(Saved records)
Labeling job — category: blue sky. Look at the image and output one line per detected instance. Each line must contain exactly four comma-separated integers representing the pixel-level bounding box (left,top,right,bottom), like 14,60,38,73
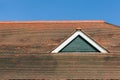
0,0,120,26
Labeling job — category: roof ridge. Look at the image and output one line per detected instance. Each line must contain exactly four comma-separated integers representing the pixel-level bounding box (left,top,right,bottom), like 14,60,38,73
0,20,105,23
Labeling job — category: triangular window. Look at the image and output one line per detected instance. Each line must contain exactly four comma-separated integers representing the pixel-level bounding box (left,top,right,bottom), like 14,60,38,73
60,36,100,52
52,30,107,53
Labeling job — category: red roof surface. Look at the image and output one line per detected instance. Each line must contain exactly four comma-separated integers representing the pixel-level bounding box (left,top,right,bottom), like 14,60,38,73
0,20,120,53
0,20,120,80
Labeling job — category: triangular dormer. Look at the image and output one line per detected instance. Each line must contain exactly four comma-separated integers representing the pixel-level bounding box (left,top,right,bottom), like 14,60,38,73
52,28,107,53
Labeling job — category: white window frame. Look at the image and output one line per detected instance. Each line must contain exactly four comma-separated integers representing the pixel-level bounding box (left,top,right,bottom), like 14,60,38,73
51,30,108,53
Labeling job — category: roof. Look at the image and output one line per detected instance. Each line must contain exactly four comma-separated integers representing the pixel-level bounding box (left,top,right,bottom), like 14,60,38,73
0,20,120,53
0,20,120,80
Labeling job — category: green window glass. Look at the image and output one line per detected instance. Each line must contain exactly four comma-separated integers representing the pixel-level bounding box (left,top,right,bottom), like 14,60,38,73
60,36,99,52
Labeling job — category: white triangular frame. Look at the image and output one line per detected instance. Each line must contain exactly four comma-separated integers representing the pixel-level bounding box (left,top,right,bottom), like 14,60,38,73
51,30,108,53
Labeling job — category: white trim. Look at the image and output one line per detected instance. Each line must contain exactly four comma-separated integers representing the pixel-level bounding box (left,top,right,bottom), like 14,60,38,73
52,30,108,53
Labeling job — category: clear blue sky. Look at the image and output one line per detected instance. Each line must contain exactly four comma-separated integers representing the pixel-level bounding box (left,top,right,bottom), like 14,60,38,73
0,0,120,26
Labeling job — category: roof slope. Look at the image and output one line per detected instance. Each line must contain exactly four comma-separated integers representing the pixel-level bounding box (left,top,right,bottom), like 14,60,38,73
0,21,120,80
0,20,120,53
0,53,120,80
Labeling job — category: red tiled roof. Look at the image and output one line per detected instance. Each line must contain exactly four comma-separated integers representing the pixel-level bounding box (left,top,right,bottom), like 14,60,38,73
0,20,120,80
0,20,120,53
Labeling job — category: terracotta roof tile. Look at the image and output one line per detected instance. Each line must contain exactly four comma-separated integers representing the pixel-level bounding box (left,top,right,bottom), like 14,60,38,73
0,20,120,53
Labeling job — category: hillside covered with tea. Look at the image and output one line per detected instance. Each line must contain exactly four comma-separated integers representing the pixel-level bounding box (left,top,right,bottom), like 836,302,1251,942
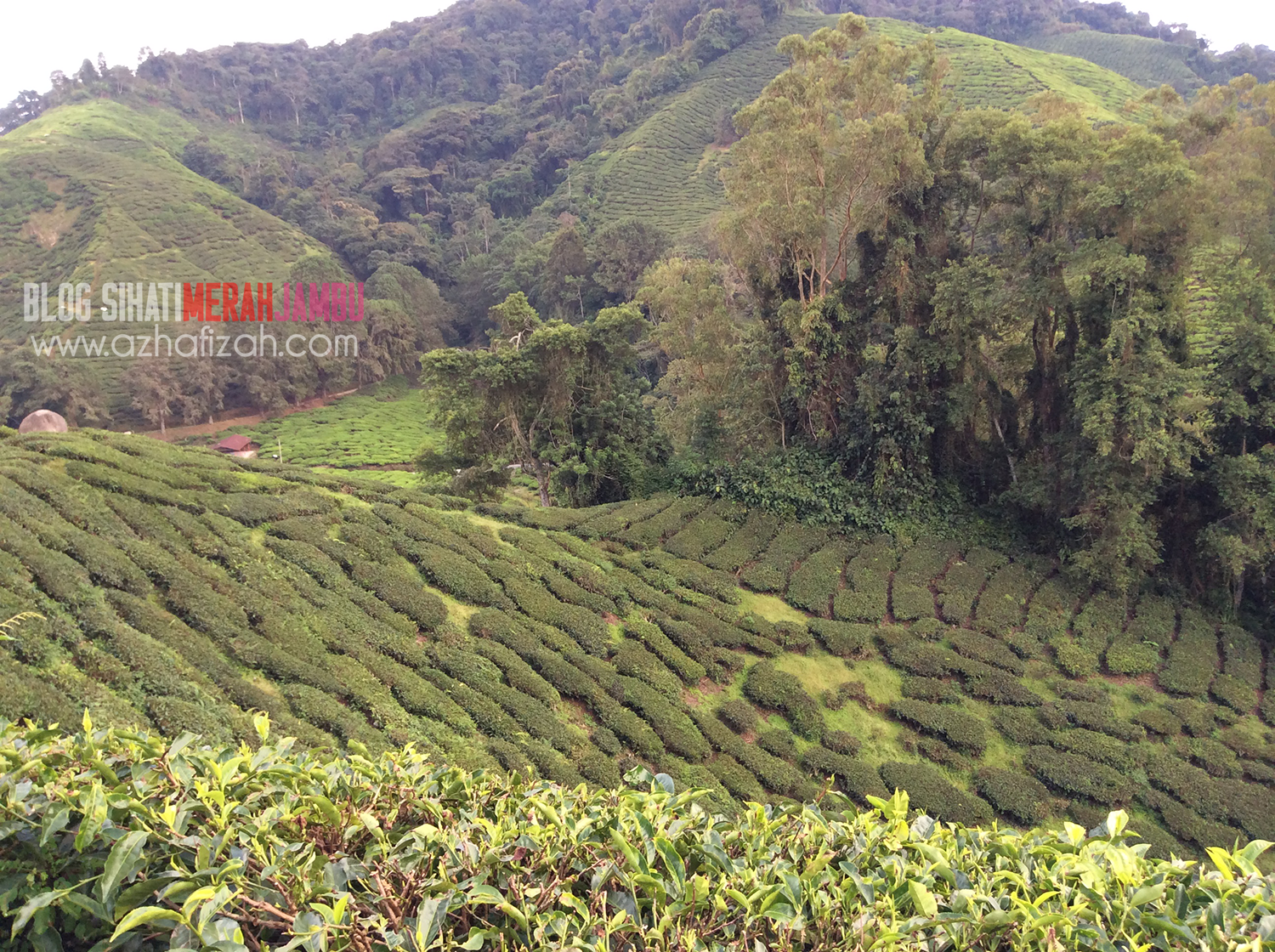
0,431,1275,855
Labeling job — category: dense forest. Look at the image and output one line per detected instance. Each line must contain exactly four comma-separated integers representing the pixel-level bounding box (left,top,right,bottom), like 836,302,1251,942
5,1,1275,610
0,0,1275,938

▸ What the exercise asks: Set out the lines of the material above as a Markdown table with the columns "Row" and "Line," giving each line its own numbered row and skipping blank lines. Include every record, but leave the pictures out.

▸ Final result:
| Row | Line |
|---|---|
| 1 | Labeling job — category: blue sky. Look at the image and output one line per detected instance. Each line must contain exactly four comma-separated integers representing the pixel-level bounding box (left,top,right,bottom), like 14,60,38,73 |
| 2 | 0,0,120,26 |
| 3 | Labeling job — category: roof ridge. Look at the image and output one line per detected instance. Each line must contain exactly four comma-separated integers representing the pixel-level bounding box (left,top,right,bottom), like 14,60,38,73 |
| 4 | 0,20,105,23 |
| 5 | Labeling job — category: triangular window. Look at the image and output one line per detected instance. Each line must contain exactly four comma-separated integers representing the pixel-level bounding box (left,top,right,bottom), like 14,60,38,73 |
| 6 | 60,36,100,52 |
| 7 | 52,30,107,53 |
| 8 | Labeling job — category: red roof surface. Look at the image and output one line per detected instance. Each line must contain exactly four comma-separated integers representing the pixel-level bounding box (left,top,right,bottom), like 14,60,38,73 |
| 9 | 0,20,120,53 |
| 10 | 0,20,120,80 |
| 11 | Labeling job — category: triangular dormer. Look at the image and output one line per detected instance. Each line must contain exactly four comma-separated integers representing the pixel-level bounding box (left,top,right,bottom), like 14,60,38,73 |
| 12 | 52,28,107,53 |
| 13 | Labeling job — category: white window frame. Look at the image and output one line per detected instance. Each line must contain exactly four comma-separated integers representing the pixel-level bounding box (left,top,right,bottom), like 14,60,38,73 |
| 14 | 51,30,108,53 |
| 15 | Labeling job — category: roof. Look at the image and output one line per detected instance. Each line must contain exactly four comma-separated integers representing the pixel-level bounding box (left,top,right,bottom), like 14,60,38,73 |
| 16 | 0,20,120,53 |
| 17 | 0,20,120,80 |
| 18 | Labeling job — category: green window glass. Look at the image and output one line per detected instance. Each line must contain exactly four comma-separated integers representing the pixel-level bounding box (left,top,right,bottom), like 14,60,38,73 |
| 19 | 60,36,99,52 |
| 20 | Labeling job — category: white triangular frame. Look at the image and output one line per detected instance. Each line must contain exactly four comma-separated integers representing the pixel-level bounding box (left,top,right,bottom), like 14,60,38,73 |
| 21 | 51,30,108,53 |
| 22 | Labeling job — category: white trim. Look at the image and output one line per detected instance. Each line must contain exactly four comma-separated integers representing the pixel-level bounding box (left,top,right,bottom), like 14,60,38,73 |
| 23 | 52,30,108,53 |
| 24 | Labeling job — category: clear blue sky. Look at the image and output one line per detected instance. Each line must contain exactly four comma-separated integers representing the pixel-level bounding box (left,top,right,bottom), like 14,60,38,73 |
| 25 | 0,0,120,26 |
| 26 | Labeling job — category: roof slope. Look at the image and output one line per detected instance. Each line must contain exactly four comma-separated integers representing the pixel-level bounding box (left,top,right,bottom), like 14,60,38,73 |
| 27 | 0,21,120,80 |
| 28 | 0,20,120,53 |
| 29 | 0,53,120,80 |
| 30 | Labeling job — category: red tiled roof. Look at the image and output one line per detected instance. Each line must contain exactly four comma-separated integers representing the pixel-level bounding box (left,top,right,bottom), like 14,60,38,73 |
| 31 | 0,20,120,80 |
| 32 | 0,20,120,53 |
| 33 | Labeling job — category: terracotta roof tile. Look at the image and output one line per detected instance. Each line must contain exactly four comma-separated integers representing the pixel-level bounding box (left,top,right,bottom), like 14,60,38,73 |
| 34 | 0,20,120,53 |
| 35 | Labeling job — category: hillside covered with tea. Look at the image and output one line per detected instance. Each line must contain exactly four comma-separated integers representing the pixel-level bounding box (left,top,right,bottom), like 836,302,1251,942 |
| 36 | 0,431,1275,855 |
| 37 | Labeling job — category: dense forest. Look at the image and output one line per detected instance. Each line must contain exactly four comma-separated integers representing the pixel-level bounding box (left,top,right,bottom), like 836,302,1251,942 |
| 38 | 5,1,1275,610 |
| 39 | 0,0,1275,938 |